# Set task
Exactly transcribe the span of lines from the one containing "Can you find the city" through the final line of the entries, inclusive, and nothing outside it. Exclude the pictures.

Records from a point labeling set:
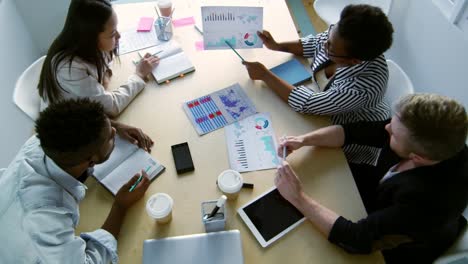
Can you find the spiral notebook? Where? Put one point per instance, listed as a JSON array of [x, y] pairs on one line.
[[125, 161], [174, 62]]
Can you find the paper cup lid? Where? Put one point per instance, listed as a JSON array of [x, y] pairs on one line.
[[159, 205], [230, 181]]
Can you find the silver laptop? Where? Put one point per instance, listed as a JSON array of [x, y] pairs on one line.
[[207, 248]]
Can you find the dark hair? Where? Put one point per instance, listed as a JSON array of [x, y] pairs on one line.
[[70, 131], [79, 38], [366, 31]]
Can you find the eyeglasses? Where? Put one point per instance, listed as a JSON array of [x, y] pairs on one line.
[[325, 46]]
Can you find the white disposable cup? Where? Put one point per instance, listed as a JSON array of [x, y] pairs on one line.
[[165, 7], [159, 206], [230, 183]]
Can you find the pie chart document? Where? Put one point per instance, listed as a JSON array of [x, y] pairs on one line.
[[251, 144], [233, 24]]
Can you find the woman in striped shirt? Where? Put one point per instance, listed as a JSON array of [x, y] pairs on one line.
[[349, 68]]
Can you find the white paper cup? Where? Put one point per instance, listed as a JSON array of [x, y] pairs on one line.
[[165, 7], [230, 183], [159, 206]]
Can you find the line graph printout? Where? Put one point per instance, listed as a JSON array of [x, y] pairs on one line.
[[234, 24], [252, 144], [218, 109]]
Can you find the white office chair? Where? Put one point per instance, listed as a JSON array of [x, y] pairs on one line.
[[399, 84], [330, 10], [459, 250], [26, 95]]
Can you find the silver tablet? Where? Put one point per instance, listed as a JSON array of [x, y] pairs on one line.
[[270, 216]]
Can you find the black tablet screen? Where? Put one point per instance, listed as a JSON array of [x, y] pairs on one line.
[[271, 214]]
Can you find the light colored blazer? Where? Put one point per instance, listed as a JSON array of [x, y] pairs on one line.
[[80, 79]]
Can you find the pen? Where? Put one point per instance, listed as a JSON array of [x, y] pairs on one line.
[[157, 52], [157, 13], [139, 180], [154, 54], [284, 148], [219, 204], [234, 50]]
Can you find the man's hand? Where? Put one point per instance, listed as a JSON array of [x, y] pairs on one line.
[[133, 135], [257, 71], [124, 198], [291, 143], [268, 40], [288, 184]]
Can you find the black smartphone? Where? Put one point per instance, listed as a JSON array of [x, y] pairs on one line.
[[182, 158]]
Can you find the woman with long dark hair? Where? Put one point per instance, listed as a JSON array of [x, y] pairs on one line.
[[78, 61]]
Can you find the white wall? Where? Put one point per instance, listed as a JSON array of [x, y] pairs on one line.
[[430, 50], [17, 52], [44, 19]]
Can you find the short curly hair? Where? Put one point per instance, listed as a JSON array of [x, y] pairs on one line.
[[366, 31], [70, 131], [437, 124]]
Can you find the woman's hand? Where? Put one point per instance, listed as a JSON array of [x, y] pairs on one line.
[[146, 65]]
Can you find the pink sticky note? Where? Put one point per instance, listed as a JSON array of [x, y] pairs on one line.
[[199, 45], [145, 24], [183, 21]]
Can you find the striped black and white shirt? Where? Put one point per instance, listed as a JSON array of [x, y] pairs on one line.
[[353, 94]]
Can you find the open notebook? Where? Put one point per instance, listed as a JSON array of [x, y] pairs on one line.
[[174, 62], [125, 161], [292, 71]]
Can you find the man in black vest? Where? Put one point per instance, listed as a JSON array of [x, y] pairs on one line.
[[420, 181]]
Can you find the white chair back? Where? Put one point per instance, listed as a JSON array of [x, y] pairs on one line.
[[458, 252], [26, 95], [330, 10], [399, 84]]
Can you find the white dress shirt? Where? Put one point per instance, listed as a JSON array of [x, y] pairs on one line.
[[39, 212], [80, 79]]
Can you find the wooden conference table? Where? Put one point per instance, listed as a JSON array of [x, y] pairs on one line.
[[157, 110]]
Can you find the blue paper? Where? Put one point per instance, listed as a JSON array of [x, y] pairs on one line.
[[292, 71]]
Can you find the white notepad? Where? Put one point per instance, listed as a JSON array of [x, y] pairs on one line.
[[125, 161], [174, 62]]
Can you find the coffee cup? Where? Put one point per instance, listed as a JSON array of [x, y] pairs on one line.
[[230, 183], [159, 206]]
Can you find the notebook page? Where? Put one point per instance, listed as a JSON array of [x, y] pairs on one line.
[[122, 150], [140, 160], [172, 66]]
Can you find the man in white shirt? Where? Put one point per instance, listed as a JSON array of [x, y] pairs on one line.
[[43, 186]]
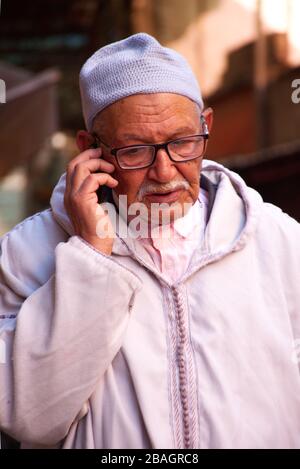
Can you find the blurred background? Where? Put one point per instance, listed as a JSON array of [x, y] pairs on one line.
[[245, 54]]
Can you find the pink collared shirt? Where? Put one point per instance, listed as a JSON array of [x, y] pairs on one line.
[[172, 253]]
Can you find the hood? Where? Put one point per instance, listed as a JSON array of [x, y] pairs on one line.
[[234, 210]]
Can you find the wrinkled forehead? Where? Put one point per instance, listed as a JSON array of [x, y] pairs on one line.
[[144, 112]]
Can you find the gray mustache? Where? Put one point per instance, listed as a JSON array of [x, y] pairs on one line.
[[150, 188]]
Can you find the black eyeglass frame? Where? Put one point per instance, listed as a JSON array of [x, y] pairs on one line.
[[157, 146]]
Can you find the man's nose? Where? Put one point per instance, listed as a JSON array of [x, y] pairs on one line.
[[163, 169]]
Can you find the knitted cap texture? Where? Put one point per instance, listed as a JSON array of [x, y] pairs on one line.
[[138, 64]]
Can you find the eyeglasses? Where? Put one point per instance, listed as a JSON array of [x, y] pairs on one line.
[[142, 156]]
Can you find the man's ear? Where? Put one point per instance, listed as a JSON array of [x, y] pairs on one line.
[[208, 113], [84, 140]]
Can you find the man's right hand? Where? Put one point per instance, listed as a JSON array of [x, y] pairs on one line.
[[81, 200]]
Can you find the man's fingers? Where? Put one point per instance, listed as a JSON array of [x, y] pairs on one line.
[[91, 153], [94, 181], [83, 170]]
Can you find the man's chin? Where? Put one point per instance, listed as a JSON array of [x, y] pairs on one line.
[[164, 214]]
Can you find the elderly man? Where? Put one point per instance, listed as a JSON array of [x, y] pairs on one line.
[[133, 338]]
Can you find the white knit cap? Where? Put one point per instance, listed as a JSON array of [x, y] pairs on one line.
[[138, 64]]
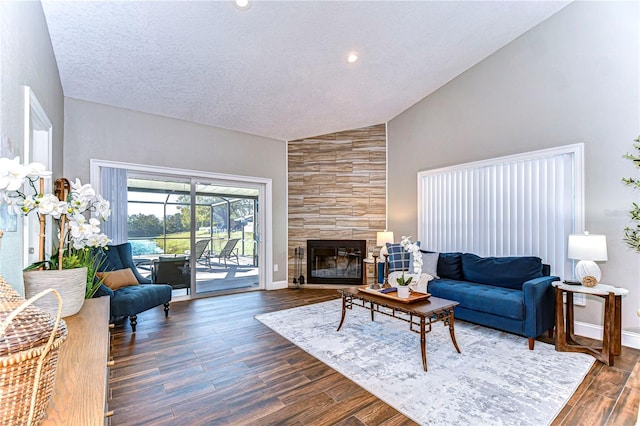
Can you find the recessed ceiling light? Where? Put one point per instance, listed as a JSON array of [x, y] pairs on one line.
[[242, 4]]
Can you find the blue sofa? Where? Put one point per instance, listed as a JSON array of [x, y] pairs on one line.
[[130, 301], [513, 294]]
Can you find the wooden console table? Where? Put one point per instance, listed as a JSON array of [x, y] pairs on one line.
[[612, 329], [80, 391]]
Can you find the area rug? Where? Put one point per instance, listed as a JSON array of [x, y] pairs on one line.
[[496, 380]]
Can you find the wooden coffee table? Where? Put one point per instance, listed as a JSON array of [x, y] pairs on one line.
[[419, 315]]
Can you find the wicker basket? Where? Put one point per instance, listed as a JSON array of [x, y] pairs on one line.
[[29, 342]]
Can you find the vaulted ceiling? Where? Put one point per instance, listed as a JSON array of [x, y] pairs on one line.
[[278, 69]]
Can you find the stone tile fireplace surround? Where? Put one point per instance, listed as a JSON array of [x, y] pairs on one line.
[[337, 190]]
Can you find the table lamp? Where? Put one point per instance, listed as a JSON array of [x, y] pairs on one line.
[[587, 248], [382, 238]]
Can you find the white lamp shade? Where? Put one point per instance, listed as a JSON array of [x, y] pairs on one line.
[[587, 247]]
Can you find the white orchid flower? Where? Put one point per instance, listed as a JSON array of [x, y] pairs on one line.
[[12, 174], [49, 204], [27, 205], [83, 192], [102, 208], [77, 205]]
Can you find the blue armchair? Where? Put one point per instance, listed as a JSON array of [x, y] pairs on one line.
[[130, 301]]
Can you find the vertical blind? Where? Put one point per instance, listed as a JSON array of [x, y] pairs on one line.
[[114, 189], [514, 206]]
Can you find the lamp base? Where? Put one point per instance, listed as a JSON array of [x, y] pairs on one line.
[[586, 268]]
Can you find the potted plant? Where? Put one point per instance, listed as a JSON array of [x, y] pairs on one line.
[[71, 260], [403, 282]]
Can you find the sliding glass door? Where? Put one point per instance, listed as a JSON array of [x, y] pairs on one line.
[[227, 250], [200, 236]]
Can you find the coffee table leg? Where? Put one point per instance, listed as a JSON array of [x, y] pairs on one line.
[[423, 343], [344, 310], [452, 332]]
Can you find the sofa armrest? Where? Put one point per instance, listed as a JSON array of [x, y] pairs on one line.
[[539, 305]]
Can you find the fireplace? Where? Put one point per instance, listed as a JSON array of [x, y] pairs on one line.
[[335, 261]]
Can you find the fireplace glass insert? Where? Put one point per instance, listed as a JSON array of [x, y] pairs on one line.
[[335, 261]]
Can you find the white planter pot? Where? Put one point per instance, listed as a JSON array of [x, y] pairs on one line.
[[71, 284], [403, 291]]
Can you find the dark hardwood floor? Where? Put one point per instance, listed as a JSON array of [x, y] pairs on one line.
[[212, 363]]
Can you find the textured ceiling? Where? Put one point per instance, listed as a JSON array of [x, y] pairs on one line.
[[278, 69]]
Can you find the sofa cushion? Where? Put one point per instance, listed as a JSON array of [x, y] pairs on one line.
[[396, 261], [500, 301], [429, 263], [509, 272], [450, 266]]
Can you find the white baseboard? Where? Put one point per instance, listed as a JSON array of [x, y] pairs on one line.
[[277, 285], [593, 331]]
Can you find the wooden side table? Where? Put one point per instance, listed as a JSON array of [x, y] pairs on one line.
[[612, 329]]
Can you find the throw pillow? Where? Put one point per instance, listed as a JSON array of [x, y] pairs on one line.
[[118, 279], [395, 257], [429, 263]]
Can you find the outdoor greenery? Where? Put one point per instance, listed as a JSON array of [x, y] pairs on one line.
[[632, 233], [178, 243], [211, 213]]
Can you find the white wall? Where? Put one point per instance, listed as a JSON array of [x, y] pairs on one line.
[[96, 131], [26, 58], [574, 78]]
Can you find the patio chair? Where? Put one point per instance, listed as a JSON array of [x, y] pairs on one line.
[[172, 271], [202, 254], [228, 251]]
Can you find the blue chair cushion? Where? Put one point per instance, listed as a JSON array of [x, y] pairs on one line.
[[132, 300], [396, 260], [508, 272], [500, 301], [103, 290]]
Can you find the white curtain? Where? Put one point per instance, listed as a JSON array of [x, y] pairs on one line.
[[114, 189], [517, 207]]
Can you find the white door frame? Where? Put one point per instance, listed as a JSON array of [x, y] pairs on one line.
[[38, 141]]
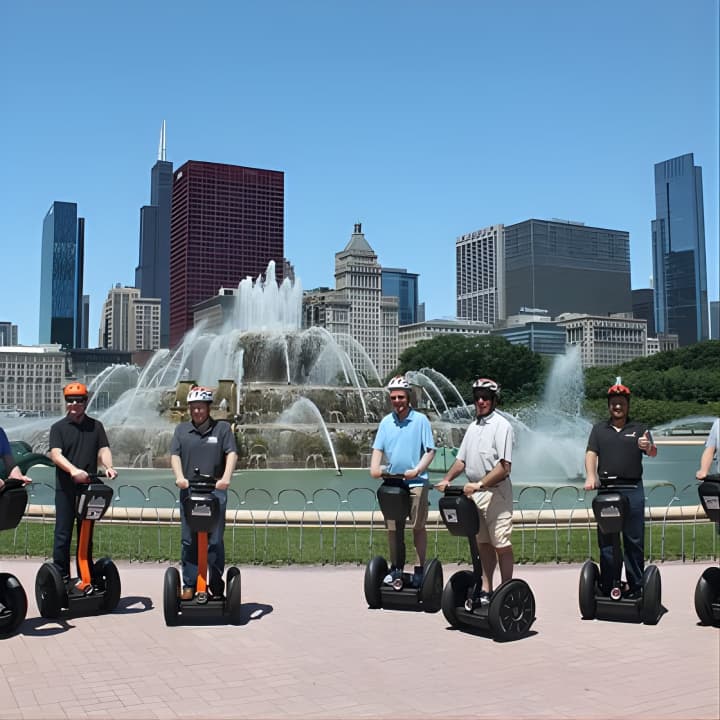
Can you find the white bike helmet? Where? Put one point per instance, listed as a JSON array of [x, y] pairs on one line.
[[200, 394]]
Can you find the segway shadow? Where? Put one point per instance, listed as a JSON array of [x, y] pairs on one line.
[[509, 611], [610, 508], [707, 590], [97, 589], [13, 600], [202, 511], [394, 500]]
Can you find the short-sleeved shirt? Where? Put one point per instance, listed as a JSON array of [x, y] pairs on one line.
[[79, 443], [713, 440], [618, 453], [404, 442], [206, 450], [487, 441]]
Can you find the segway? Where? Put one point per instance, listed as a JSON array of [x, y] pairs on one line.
[[707, 590], [610, 508], [508, 612], [394, 499], [202, 510], [13, 600], [97, 587]]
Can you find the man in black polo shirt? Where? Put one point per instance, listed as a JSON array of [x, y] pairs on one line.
[[208, 445], [614, 455], [77, 443]]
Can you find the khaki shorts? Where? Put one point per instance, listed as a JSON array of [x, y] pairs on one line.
[[418, 508], [495, 510]]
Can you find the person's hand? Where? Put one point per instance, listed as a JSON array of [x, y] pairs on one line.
[[81, 477]]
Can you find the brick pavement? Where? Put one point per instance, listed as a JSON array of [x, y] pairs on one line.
[[310, 648]]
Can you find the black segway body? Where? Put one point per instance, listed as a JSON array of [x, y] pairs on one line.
[[202, 510], [394, 500], [707, 590], [13, 600], [509, 611], [98, 587], [610, 508]]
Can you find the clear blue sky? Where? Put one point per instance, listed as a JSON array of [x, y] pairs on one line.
[[422, 120]]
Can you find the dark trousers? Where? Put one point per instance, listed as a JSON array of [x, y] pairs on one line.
[[633, 543], [65, 517], [216, 549]]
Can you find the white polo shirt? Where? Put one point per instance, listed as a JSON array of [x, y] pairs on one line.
[[487, 441]]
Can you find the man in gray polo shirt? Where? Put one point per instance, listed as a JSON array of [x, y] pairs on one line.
[[206, 446], [485, 456]]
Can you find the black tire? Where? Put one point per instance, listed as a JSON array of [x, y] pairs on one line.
[[455, 594], [171, 596], [432, 586], [587, 591], [707, 592], [50, 592], [375, 571], [652, 595], [234, 602], [512, 610], [107, 578], [14, 600]]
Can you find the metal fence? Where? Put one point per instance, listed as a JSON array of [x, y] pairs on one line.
[[550, 524]]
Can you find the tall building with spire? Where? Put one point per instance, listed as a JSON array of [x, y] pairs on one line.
[[678, 240], [61, 276], [152, 275]]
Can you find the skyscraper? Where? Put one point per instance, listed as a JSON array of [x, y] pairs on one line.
[[227, 223], [400, 283], [61, 276], [562, 266], [152, 275], [678, 241]]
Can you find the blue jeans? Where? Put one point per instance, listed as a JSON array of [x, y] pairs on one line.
[[216, 549], [633, 543]]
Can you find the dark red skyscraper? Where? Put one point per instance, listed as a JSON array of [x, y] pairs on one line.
[[226, 224]]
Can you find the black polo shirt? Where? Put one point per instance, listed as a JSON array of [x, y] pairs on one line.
[[79, 443], [617, 450]]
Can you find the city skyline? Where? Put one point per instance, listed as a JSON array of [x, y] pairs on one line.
[[365, 122]]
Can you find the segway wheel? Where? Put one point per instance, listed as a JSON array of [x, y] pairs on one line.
[[50, 592], [587, 591], [651, 603], [107, 578], [14, 602], [234, 603], [707, 593], [171, 596], [455, 594], [511, 611], [432, 586], [375, 571]]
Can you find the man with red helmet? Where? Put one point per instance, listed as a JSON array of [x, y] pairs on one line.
[[77, 444], [614, 455]]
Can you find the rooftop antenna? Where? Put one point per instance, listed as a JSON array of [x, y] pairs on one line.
[[161, 146]]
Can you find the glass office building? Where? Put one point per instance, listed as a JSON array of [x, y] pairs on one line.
[[61, 276], [678, 241]]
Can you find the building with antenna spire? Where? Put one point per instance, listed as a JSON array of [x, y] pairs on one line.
[[152, 274]]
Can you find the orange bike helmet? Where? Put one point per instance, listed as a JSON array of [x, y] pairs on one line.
[[75, 390]]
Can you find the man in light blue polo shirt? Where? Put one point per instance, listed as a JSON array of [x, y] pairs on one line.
[[405, 438]]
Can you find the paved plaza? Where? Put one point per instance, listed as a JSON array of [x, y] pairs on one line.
[[310, 648]]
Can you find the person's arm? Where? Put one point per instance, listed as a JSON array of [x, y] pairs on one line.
[[105, 459], [180, 480], [591, 481], [230, 462]]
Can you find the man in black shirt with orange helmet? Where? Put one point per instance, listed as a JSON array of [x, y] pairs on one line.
[[614, 455]]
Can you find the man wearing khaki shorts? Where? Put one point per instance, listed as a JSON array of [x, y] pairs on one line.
[[485, 456], [405, 438]]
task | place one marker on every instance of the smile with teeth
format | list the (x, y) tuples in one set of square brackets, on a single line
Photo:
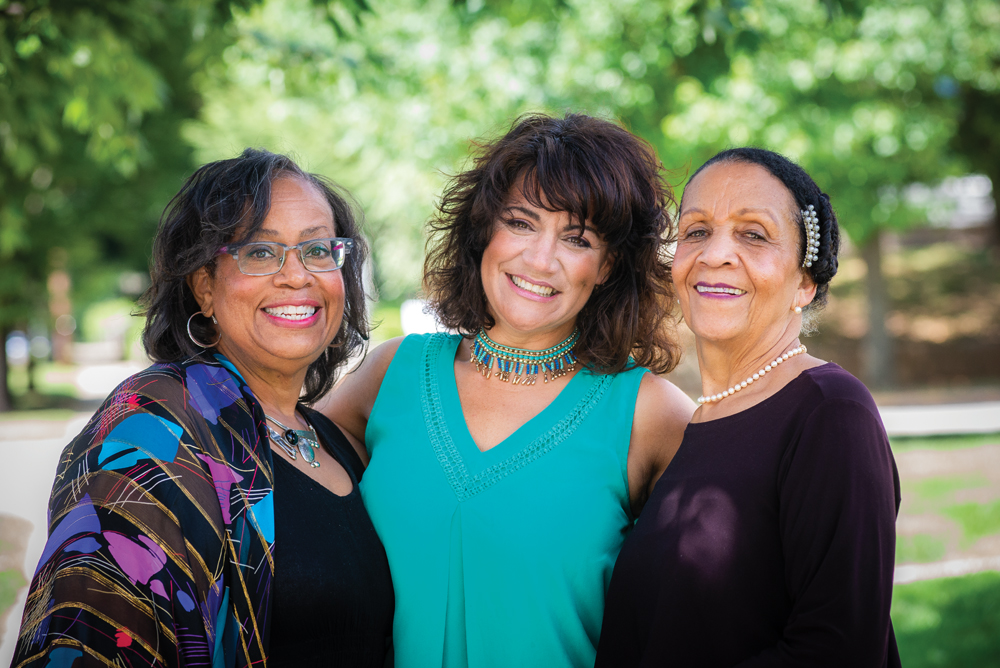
[(724, 291), (291, 312), (540, 290)]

# Output below
Can you find the city skyline? Where? Put one point per instance, listed as a JSON array of [x, y] pairs on one line.
[[365, 122]]
Can you find the segway wheel? Where? Put one point per instance, listed as a JSON array of [x, y] pairs on one line.
[[50, 592], [587, 591], [651, 603], [107, 578], [14, 602], [234, 603], [707, 593], [171, 596], [455, 594], [511, 611], [432, 586], [375, 571]]
Can you find the man with red helmet? Where? Put one point per instance, listed as a JSON array of [x, y] pairs on one line.
[[77, 444], [614, 455]]
Can you find the rooftop antenna? Where? Put one point per instance, listed as a JSON array of [x, y] pairs on one line.
[[161, 146]]
Can you find the glass office building? Where? Put one point per instance, listed as a JSON array of [x, y] pairs on one line.
[[61, 276], [678, 241]]
Can you find the building with antenna spire? Where? Put one point per instance, listed as a JSON array of [x, y] pairs on one line.
[[152, 274]]
Can you find the orange bike helmet? Where? Put one point per instance, listed as a JSON array of [x, y] pairs on one line.
[[75, 390]]
Can you find the man in light blue polo shirt? Where? Put one point per instance, listed as a JSON array of [x, y] pairs on one line.
[[405, 438]]
Can you find the paved plaza? Where? Put one point per instance, listed as a JSON array of [x, y] pairs on one line.
[[310, 648]]
Can you find the person's arm? Where? Put one point per instance, listed as a JSON array of [x, y] pairs on one line.
[[105, 459], [180, 480], [591, 481], [230, 462]]
Can you find the man in black shirt with orange helmet? Where? Put one point per instance, listed as a JSON array of [x, y] pairs on one line.
[[614, 455]]
Can you find the man wearing khaki shorts? Where? Put one point per instance, listed as a JSON array of [x, y] pairs on one line.
[[485, 456], [405, 438]]
task | place one marker on every instance of the smile with teeth
format | list the (x, y) tuples in one set of square brackets, on a single line
Photo:
[(724, 291), (291, 312), (540, 290)]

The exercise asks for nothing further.